Source data

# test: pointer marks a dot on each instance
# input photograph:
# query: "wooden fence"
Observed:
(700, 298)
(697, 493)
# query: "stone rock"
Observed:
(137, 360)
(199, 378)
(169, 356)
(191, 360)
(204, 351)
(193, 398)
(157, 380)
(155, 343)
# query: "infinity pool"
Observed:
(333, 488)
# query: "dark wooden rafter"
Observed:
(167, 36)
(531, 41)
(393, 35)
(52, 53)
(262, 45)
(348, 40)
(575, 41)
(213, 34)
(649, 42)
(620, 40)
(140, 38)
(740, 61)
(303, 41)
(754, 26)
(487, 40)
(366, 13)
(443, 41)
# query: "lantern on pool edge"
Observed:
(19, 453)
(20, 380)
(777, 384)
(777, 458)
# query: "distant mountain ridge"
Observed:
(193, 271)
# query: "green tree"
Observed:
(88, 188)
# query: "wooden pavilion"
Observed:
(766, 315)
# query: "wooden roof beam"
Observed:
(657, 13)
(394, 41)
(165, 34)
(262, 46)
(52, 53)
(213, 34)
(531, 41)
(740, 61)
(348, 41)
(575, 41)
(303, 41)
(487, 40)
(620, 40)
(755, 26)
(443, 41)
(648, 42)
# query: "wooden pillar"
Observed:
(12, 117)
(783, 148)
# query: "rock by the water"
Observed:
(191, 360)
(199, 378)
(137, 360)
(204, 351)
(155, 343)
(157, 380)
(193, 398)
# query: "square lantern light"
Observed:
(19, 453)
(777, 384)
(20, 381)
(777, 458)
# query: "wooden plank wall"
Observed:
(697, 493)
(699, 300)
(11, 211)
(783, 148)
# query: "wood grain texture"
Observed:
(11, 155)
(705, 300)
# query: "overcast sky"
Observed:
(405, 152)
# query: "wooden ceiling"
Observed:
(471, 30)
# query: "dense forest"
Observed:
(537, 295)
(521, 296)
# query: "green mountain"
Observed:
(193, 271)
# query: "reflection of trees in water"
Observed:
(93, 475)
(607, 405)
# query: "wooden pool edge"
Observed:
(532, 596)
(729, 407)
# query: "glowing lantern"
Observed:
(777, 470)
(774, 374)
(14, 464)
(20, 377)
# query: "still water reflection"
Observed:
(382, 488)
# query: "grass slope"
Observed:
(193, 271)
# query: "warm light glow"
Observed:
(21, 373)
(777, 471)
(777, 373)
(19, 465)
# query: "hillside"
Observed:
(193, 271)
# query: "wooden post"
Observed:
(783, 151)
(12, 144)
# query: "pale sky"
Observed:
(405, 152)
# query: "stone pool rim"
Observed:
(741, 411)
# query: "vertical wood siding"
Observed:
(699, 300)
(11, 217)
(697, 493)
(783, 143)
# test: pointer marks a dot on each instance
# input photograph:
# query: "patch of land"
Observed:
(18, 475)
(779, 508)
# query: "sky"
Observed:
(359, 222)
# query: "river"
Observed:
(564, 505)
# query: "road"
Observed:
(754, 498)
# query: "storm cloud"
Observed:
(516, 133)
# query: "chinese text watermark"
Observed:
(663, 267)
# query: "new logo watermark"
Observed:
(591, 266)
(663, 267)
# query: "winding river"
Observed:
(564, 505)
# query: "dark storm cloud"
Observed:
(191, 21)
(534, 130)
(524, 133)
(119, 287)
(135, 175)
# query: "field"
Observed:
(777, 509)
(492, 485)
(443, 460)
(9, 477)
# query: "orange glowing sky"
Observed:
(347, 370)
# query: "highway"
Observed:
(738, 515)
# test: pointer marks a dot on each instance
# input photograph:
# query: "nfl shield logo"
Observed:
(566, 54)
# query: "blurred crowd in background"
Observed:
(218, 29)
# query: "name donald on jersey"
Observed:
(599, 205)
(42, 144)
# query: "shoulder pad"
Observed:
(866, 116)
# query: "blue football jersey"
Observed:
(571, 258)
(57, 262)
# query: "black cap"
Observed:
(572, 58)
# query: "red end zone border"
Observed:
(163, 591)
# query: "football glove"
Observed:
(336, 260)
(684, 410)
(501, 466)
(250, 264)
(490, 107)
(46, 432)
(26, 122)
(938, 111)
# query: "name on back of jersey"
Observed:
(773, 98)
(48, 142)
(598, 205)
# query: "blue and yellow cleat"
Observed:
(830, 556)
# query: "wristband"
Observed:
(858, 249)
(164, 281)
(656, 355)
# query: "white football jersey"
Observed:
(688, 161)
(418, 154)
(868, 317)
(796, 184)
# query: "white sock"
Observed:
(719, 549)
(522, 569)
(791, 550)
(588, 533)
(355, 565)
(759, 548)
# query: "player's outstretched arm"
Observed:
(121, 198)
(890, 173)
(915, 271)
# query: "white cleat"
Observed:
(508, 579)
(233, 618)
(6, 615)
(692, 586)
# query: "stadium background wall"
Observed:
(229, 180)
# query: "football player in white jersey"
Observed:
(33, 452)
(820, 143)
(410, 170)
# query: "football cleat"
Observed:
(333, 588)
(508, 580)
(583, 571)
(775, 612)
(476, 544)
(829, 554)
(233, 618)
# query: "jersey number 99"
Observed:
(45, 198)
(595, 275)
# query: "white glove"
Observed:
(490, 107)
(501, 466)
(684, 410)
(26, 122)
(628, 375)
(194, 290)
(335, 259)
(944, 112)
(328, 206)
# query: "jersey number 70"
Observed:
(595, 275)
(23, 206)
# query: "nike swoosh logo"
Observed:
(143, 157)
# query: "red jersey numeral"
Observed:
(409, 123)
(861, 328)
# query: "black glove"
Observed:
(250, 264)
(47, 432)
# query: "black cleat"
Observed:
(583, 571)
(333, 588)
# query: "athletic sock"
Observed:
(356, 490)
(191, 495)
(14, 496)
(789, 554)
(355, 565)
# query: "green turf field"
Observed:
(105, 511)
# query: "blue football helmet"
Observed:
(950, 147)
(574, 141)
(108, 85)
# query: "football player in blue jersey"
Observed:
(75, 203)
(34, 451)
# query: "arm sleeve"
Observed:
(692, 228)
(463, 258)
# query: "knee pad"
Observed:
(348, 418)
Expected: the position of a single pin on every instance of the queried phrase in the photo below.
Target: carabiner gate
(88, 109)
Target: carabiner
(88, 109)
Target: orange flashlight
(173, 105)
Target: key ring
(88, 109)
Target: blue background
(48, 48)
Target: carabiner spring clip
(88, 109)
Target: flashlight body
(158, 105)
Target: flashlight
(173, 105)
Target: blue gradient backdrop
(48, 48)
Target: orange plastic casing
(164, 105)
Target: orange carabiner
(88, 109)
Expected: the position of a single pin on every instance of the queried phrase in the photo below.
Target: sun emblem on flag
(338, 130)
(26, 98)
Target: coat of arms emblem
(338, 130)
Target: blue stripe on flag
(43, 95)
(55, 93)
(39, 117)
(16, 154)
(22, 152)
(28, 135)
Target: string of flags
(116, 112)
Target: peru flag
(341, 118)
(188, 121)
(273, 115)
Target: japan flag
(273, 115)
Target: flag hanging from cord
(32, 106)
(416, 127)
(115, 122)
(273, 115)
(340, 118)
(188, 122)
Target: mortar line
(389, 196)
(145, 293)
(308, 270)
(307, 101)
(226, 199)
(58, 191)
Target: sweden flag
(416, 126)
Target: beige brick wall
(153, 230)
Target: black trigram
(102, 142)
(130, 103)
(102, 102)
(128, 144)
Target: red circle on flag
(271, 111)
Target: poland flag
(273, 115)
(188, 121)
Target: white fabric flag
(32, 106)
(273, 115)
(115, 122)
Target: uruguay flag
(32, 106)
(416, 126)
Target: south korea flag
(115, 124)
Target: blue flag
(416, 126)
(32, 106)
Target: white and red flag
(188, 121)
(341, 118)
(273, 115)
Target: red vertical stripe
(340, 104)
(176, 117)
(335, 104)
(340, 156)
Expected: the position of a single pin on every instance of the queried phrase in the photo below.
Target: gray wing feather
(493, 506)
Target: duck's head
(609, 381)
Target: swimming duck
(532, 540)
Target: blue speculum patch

### Set task
Your task is to return, exactly and on their own, the lines from the one containing "Target: orange flashlight" through the last line of the listing.

### Solution to this problem
Target: orange flashlight
(173, 105)
Target: key ring
(88, 109)
Target: blue background
(48, 48)
Target: carabiner spring clip
(88, 109)
Target: flashlight body
(158, 105)
Target: flashlight
(173, 105)
Target: blue gradient backdrop
(48, 48)
Target: orange plastic casing
(164, 105)
Target: orange carabiner
(88, 109)
Expected: the position of a single pin on every instance of the queried phrase in the photo below.
Target: sun emblem on flag
(338, 130)
(26, 98)
Target: coat of arms emblem
(338, 130)
Target: blue stripe on flag
(43, 95)
(55, 93)
(39, 117)
(16, 154)
(22, 152)
(28, 135)
Target: string of flags
(116, 112)
Target: peru flag
(341, 118)
(188, 121)
(273, 115)
Target: japan flag
(273, 115)
Target: flag hanging from cord
(32, 106)
(416, 127)
(115, 122)
(273, 115)
(340, 118)
(188, 122)
Target: mortar line
(389, 196)
(145, 293)
(308, 270)
(307, 101)
(226, 199)
(58, 191)
Target: sweden flag
(416, 126)
Target: beige brick wall
(153, 230)
Target: black trigram
(102, 142)
(130, 103)
(102, 102)
(128, 144)
Target: red circle on flag
(271, 111)
Target: poland flag
(273, 115)
(188, 121)
Target: white fabric flag
(32, 106)
(273, 115)
(115, 122)
Target: uruguay flag
(32, 106)
(416, 126)
Target: south korea flag
(115, 124)
Target: blue flag
(416, 126)
(32, 106)
Target: white and red flag
(188, 121)
(341, 118)
(273, 115)
Target: red vertical stripe
(340, 104)
(176, 117)
(335, 104)
(340, 156)
Expected: the position of a single pin on every instance of the queried phrase in the photo below.
Target: gray wing feather
(493, 506)
Target: duck's head
(609, 381)
Target: swimming duck
(532, 540)
Target: blue speculum patch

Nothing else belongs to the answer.